:: Goal ::
Pick out and copy every line of the records below that contains the word "background".

:: Rows from an object pointing dataset ::
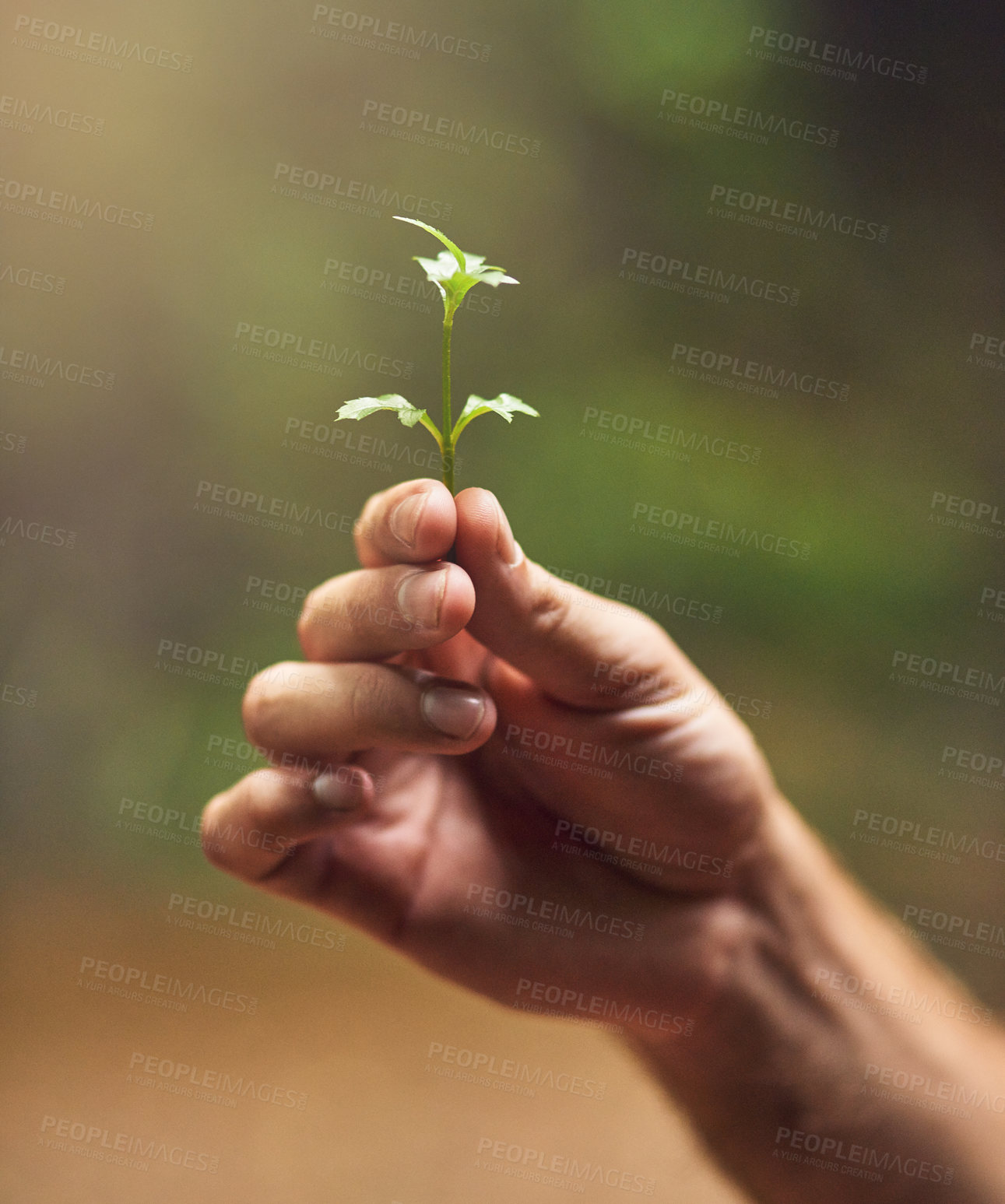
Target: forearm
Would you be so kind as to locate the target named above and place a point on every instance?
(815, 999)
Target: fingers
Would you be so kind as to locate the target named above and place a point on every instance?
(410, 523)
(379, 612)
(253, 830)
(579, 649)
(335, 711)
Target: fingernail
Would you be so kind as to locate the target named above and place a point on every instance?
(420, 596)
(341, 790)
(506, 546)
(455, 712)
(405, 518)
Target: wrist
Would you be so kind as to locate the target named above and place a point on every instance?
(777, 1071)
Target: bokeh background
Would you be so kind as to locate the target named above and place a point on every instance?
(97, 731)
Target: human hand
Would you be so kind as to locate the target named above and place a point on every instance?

...

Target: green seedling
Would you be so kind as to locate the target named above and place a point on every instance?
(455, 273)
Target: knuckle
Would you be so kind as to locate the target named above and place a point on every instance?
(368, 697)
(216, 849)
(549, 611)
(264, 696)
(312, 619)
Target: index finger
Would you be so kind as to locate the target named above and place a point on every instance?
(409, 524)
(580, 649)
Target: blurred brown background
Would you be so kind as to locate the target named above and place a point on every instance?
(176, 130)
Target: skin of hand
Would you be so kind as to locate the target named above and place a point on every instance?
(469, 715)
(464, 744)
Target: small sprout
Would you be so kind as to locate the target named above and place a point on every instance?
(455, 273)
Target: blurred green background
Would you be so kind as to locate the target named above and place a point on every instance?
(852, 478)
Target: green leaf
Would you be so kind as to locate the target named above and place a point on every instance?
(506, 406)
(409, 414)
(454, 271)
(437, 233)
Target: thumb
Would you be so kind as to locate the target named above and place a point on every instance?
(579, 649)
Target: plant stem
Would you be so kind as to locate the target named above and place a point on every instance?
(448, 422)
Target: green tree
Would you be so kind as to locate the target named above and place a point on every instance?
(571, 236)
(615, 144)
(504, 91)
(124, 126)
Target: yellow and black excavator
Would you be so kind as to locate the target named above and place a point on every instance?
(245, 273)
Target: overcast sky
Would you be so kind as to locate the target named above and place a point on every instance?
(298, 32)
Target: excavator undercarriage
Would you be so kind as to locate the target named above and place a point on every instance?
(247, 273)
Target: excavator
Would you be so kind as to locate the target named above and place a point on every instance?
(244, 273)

* * *

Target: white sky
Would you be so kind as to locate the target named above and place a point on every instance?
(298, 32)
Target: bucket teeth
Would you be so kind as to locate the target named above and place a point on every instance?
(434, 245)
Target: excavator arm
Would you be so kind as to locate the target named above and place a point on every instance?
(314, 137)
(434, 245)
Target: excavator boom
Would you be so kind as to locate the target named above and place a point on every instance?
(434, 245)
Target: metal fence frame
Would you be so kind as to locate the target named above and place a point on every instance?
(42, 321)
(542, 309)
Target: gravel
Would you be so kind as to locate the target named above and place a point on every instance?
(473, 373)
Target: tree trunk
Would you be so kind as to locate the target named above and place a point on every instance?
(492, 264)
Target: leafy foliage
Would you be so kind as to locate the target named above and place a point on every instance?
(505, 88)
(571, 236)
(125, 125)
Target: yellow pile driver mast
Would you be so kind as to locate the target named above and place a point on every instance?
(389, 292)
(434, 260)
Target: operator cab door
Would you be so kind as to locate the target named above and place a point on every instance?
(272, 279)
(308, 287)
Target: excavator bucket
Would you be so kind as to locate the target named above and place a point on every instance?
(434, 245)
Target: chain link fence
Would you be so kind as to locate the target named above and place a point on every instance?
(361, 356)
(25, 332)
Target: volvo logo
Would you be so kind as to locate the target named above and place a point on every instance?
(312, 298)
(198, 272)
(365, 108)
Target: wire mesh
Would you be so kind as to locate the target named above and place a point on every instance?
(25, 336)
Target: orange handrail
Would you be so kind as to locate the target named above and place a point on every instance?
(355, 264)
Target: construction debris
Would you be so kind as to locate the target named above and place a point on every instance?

:: Full solution ::
Target: bokeh background
Target: blurred brown background
Target: blurred green background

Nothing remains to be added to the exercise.